**Provided records**
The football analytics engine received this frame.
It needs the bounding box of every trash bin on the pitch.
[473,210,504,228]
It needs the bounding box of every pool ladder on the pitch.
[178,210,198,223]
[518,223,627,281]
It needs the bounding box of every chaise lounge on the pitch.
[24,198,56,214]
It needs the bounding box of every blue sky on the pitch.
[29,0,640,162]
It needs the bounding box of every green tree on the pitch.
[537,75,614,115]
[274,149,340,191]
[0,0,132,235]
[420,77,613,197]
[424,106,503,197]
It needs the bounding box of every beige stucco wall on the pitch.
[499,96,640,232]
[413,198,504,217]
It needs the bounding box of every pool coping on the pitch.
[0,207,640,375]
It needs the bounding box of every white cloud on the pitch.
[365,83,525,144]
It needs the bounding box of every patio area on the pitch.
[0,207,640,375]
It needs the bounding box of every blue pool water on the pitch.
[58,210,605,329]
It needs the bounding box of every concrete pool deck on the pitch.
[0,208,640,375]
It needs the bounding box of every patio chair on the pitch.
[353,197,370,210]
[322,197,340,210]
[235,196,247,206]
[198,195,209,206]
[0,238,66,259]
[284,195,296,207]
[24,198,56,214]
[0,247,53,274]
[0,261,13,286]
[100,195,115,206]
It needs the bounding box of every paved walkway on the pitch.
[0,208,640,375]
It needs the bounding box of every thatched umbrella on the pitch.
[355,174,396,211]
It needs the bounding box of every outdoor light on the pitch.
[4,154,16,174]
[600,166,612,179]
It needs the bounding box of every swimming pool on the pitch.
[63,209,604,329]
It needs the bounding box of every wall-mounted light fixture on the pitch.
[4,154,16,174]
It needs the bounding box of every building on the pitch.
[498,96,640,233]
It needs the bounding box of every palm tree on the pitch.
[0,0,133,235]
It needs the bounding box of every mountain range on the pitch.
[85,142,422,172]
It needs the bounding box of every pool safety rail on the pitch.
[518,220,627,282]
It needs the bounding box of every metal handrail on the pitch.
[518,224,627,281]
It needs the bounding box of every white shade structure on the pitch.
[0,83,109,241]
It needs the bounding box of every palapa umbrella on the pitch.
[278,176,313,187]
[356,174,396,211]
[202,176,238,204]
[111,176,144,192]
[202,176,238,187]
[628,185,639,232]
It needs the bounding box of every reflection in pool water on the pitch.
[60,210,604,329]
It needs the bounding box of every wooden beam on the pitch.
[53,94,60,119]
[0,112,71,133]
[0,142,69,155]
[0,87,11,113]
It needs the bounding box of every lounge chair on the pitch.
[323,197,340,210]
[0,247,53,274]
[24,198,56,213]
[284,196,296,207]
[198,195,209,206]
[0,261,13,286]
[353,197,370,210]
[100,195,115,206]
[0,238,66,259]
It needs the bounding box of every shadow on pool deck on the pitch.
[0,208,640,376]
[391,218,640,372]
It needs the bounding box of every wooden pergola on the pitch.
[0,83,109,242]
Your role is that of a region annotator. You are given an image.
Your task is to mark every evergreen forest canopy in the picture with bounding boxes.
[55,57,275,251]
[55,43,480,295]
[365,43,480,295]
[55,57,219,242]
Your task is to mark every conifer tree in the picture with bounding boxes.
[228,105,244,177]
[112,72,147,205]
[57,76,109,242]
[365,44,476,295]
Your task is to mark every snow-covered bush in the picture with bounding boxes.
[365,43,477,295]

**The problem**
Turn all of the entries above into a numbered list with one line per item and no blank lines.

**Full answer**
1. The football analytics engine received this frame.
2. It needs the bounding box of every trash bin on the pitch.
3. [473,210,504,228]
4. It needs the bounding box of every pool ladder on the pitch.
5. [178,210,198,223]
6. [518,223,627,281]
7. It needs the bounding box of every chaise lounge on the pitch.
8. [24,198,56,214]
9. It needs the bounding box of every blue sky on the pitch.
10. [29,0,640,162]
11. It needs the bounding box of every green tree on the pitch.
12. [537,75,614,115]
13. [274,149,340,191]
14. [0,0,132,235]
15. [420,77,613,197]
16. [424,106,503,197]
17. It needs the bounding box of every beige stucco wall on the pitch.
18. [499,96,640,232]
19. [413,198,504,217]
20. It needs the bounding box of every pool coping on the pitch.
21. [0,207,640,375]
22. It needs the bounding box of every white cloud on the pitch.
23. [365,83,525,144]
24. It needs the bounding box of every patio area on the pitch.
25. [0,207,640,375]
26. It needs the bounding box of every blue pool water on the pitch.
27. [58,210,605,329]
28. It needs the bounding box of every concrete pool deck on the pitch.
29. [0,208,640,375]
30. It needs the bounding box of every patio chair on the pitch.
31. [353,197,370,210]
32. [322,197,340,210]
33. [235,196,247,206]
34. [198,195,209,206]
35. [0,238,66,259]
36. [284,195,296,207]
37. [24,198,56,214]
38. [0,247,53,274]
39. [0,261,13,286]
40. [100,195,115,206]
41. It needs the bounding box of every paved walkway on the pitch.
42. [0,208,640,375]
43. It needs the bounding box of every thatched umbrella on the pitch.
44. [355,174,396,211]
45. It needs the bounding box of every outdoor light on the pitch.
46. [4,154,16,174]
47. [600,166,612,179]
48. It needs the bounding box of every swimming pool on the pitch.
49. [63,209,604,329]
50. It needs the bounding box of every wall-mounted light fixture on the pitch.
51. [4,154,16,174]
52. It needs the bounding box of every building on the pitch.
53. [498,96,640,233]
54. It needs the bounding box of every palm tree on the pitch.
55. [0,0,133,235]
56. It needs the bounding box of every mountain range on the pitch.
57. [85,142,422,172]
58. It needs the bounding box of every pool safety rail on the pitch.
59. [518,220,627,282]
60. It needs the bounding box of every metal handrail on the pitch.
61. [518,224,627,281]
62. It needs the bounding box of every white shade structure on the pitch.
63. [0,83,109,241]
64. It needs the bounding box of every palapa umbrella on the pitch.
65. [278,176,313,187]
66. [356,174,396,211]
67. [202,176,238,204]
68. [111,176,144,192]
69. [202,176,238,187]
70. [628,185,639,232]
71. It needs the bounding box of every reflection in pool water on the pitch.
72. [60,210,604,329]
73. It needs the bounding box of every wooden beam on the pitch.
74. [53,94,60,119]
75. [0,112,71,133]
76. [0,142,69,155]
77. [0,87,11,113]
78. It needs the bounding box of every lounge chair on the pitch.
79. [323,197,340,210]
80. [0,247,53,274]
81. [24,198,56,213]
82. [284,196,296,207]
83. [198,195,209,206]
84. [0,261,13,286]
85. [353,197,370,210]
86. [100,195,115,206]
87. [0,238,66,259]
88. It needs the bounding box of every shadow on pool deck on the pitch.
89. [0,208,640,376]
90. [391,218,640,372]
91. It needs the bounding box of every wooden pergola on the pitch.
92. [0,83,109,242]
93. Your role is that of a region annotator. You are given an image.
94. Your task is to mark every evergreen forest canopy in the picture with bounding boxes.
95. [55,57,275,251]
96. [55,43,480,295]
97. [365,43,480,295]
98. [55,57,219,242]
99. Your task is to mark every conifer tree in the picture with bounding boxes.
100. [228,105,244,177]
101. [112,72,147,205]
102. [57,76,109,242]
103. [365,44,476,295]
104. Your task is to mark every snow-covered bush in the picture with bounding boxes.
105. [365,43,477,295]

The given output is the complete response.